ふたたび旅(アフリカ編 たびタビ旅part2)

約2年4ヶ月の旅(http://zensin.jugem.jp/)からはや5年あまり。もう行かないはずだったのに、3回目の長い旅へ…。我が旅人生堂々の3部作完結アフリカ編!!…のはずです。

2007年03月



メリダから、新たなる国、コロンビアを目指します。
夜行バスに乗りマラカイボという町まで行き、そこで乗り合いタクシーに乗り換え国境を越えます。
前もって調べたところ、マラカイボ行きのバスは5、6社が運行しておりどれも夜9、10時頃の出発ということであった。
それだけ本数があれば大丈夫だろうということで、マックスと二人、チケットの予約をせずにそのままバスターミナルに向かったのでした。
チケット売り場に行き、マラカイボ行きのバスを探します。
すると、なんと全てのバスが満員ですでにチケット無し!
何故だ、金曜日だからか!?
これでは明日の晩まで待たなければならない。
ショックを受けてまたメリダの街に戻るしかないと思ったが、マックスがもしかしたら急遽キャンセルができ空きができるかもしれないので一応バスの出発場まで行ってみようと提案してきた。
僕は、無理だろうなと思ったが、駄目もとで行ってみることに。
そして、僕が荷物の見張りをしている間、日常会話ぐらいならスペイン語のできるマックスが停車している何台かのバスに直接訊きに行った。
1時間ほど待っただろうか、何台ものバスに断られ駄目だなと諦めかけた頃、マックスが戻ってきた。
そして、「出発だ。」と。
よっしゃ~。
マックス、19才なのに頼りになるやつだ。
かっこいい~。
人間、年齢じゃないね、年齢じゃ。

マラカイボには朝7時ごろに着き、すぐに乗り合いタクシーに乗り換える。
乗客は、僕とマックスに、ベネズエラ人のおっちゃん二人。
いざコロンビアに向けて、出発!
しかし、ここからが最大の難関。
と言うのも、道中にいくつもの警察によるチェックポイントがあるのです。
麻薬だのなんだのを調べてもらうにはいっこうに構わないのだが、問題はベネズエラの警察は腐りきっているどうしようもないやつらだということだ。
お金目当てにいろいろと難癖をつけてきて、旅行者からお金を巻き上げるのだ。
世界各国のバックパッカーが被害にあっているのだが、彼らは特に東洋人を嫌っていて、中国人、日本人に目をつけているらしい。
果たして僕は無事に通過できるのか。
まず一つ目のチェックポイントに近づきます。
タクシーの運転手からパスポートをすぐ見せることができるように準備するように指示されます。

**やること:** コロンビアへの旅の文章から、「メリダから、新たなる国、コロンビアを目指します。」を含む言葉で始まり「何故だ、金曜日だからか!?」で終わる部分を、一字も変えずに書き出してください。 このあとに並ぶ行は、ここでは使いません。

**データの一部:**
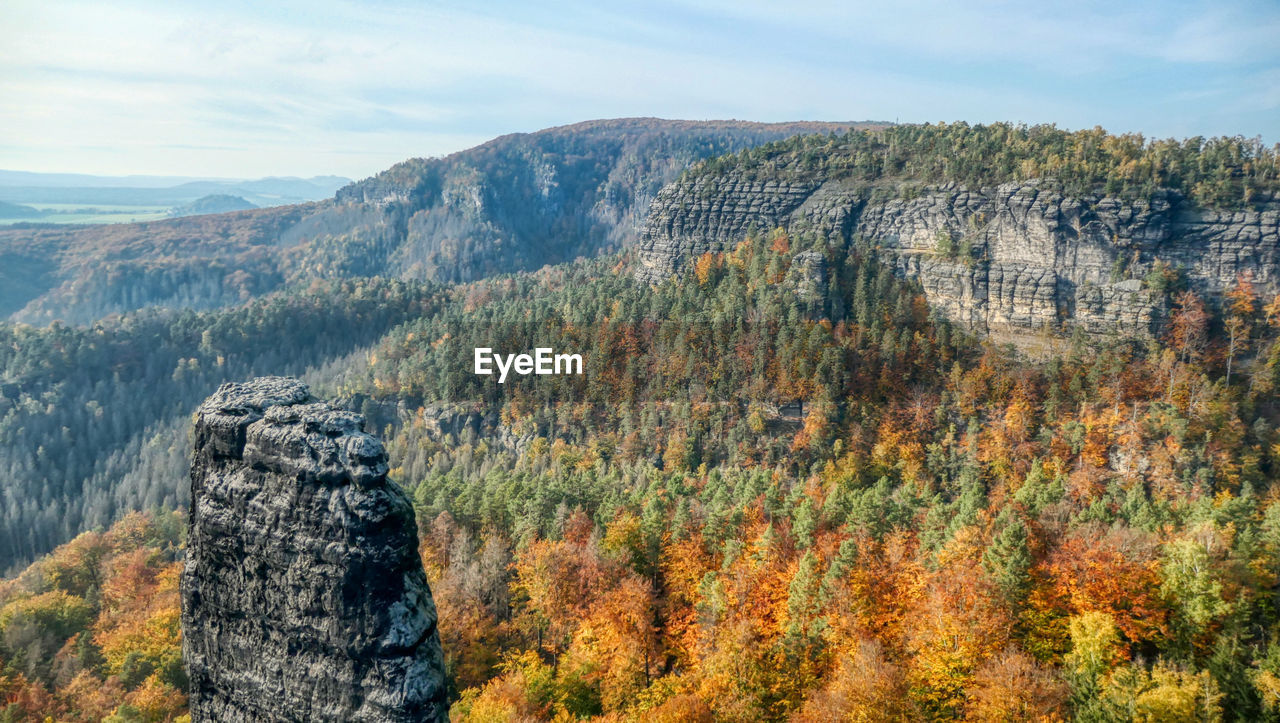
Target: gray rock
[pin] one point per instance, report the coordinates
(1038, 259)
(302, 595)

**答え:**
メリダから、新たなる国、コロンビアを目指します。
夜行バスに乗りマラカイボという町まで行き、そこで乗り合いタクシーに乗り換え国境を越えます。
前もって調べたところ、マラカイボ行きのバスは5、6社が運行しておりどれも夜9、10時頃の出発ということであった。
それだけ本数があれば大丈夫だろうということで、マックスと二人、チケットの予約をせずにそのままバスターミナルに向かったのでした。
チケット売り場に行き、マラカイボ行きのバスを探します。
すると、なんと全てのバスが満員ですでにチケット無し!
何故だ、金曜日だからか!?